# Textauszug
====================
Ehrwürdige Brüder, geliebte Söhne,
Gruss und Apostolischen Segen
Einleitung
1. Mutter und Lehrmeisterin der Völker ist die katholische Kirche.
Sie ist von Christus Jesus dazu eingesetzt, alle, die sich im Lauf der Geschichte ihrer herzlichen Liebe anvertrauen, zur Fülle höheren Lebens und zum Heile zu führen. Dieser Kirche, der “Säule und Grundfeste der Wahrheit” (1 Tim 3, 15), hat ihr heiliger Gründer einen doppelten Auftrag gegeben: Sie soll ihm Kinder schenken; sie soll sie lehren und leiten. Dabei soll sie sich in mütterlicher Fürsorge der einzelnen und der Völker annehmen in ihrem Leben, dessen erhabene Würde sie stets hoch in Ehren hielt, über das sie wachte und das sie beschützte.
====================
# Auszüge aus Datensätzen
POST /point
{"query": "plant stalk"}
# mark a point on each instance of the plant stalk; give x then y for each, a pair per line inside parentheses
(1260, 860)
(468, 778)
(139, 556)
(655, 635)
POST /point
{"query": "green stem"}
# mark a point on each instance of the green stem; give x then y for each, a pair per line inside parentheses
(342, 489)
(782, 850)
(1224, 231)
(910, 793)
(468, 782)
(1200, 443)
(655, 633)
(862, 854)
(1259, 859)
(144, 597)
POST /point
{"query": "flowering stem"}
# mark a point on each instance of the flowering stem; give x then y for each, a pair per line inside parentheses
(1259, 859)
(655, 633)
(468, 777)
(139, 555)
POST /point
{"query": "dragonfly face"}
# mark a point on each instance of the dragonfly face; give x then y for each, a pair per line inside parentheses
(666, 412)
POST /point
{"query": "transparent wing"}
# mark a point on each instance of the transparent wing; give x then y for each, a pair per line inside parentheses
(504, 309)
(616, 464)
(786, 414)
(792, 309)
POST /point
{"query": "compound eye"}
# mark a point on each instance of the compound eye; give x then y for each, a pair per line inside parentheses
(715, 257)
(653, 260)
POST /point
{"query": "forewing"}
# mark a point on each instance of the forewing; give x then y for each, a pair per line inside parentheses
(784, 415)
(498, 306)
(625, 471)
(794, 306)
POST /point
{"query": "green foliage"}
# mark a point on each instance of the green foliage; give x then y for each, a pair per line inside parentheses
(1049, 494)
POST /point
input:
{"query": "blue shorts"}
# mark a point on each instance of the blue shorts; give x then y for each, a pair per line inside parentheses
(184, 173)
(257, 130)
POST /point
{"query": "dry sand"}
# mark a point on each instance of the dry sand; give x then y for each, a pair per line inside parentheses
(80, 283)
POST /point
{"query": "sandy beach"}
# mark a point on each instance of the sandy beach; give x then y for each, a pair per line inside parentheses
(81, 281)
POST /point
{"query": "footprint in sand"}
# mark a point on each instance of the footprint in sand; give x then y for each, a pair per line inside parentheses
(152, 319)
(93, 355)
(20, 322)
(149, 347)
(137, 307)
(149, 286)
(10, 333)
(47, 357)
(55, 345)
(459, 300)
====================
# Aufgabe 1
Zitiere aus dem Textauszug wörtlich die Stelle, die mit „Sie ist von“ beginnt und sich bis einschließlich „das sie beschützte.“ fortsetzt.
# Aufgabe 2
Nenne den doppelten Auftrag, den laut dem Textauszug der heilige Gründer der Kirche gegeben hat.

# Ausgabe 1
Sie ist von Christus Jesus dazu eingesetzt, alle, die sich im Lauf der Geschichte ihrer herzlichen Liebe anvertrauen, zur Fülle höheren Lebens und zum Heile zu führen. Dieser Kirche, der “Säule und Grundfeste der Wahrheit” (1 Tim 3, 15), hat ihr heiliger Gründer einen doppelten Auftrag gegeben: Sie soll ihm Kinder schenken; sie soll sie lehren und leiten. Dabei soll sie sich in mütterlicher Fürsorge der einzelnen und der Völker annehmen in ihrem Leben, dessen erhabene Würde sie stets hoch in Ehren hielt, über das sie wachte und das sie beschützte.

# Ausgabe 2
Sie soll ihm Kinder schenken und sie lehren und leiten.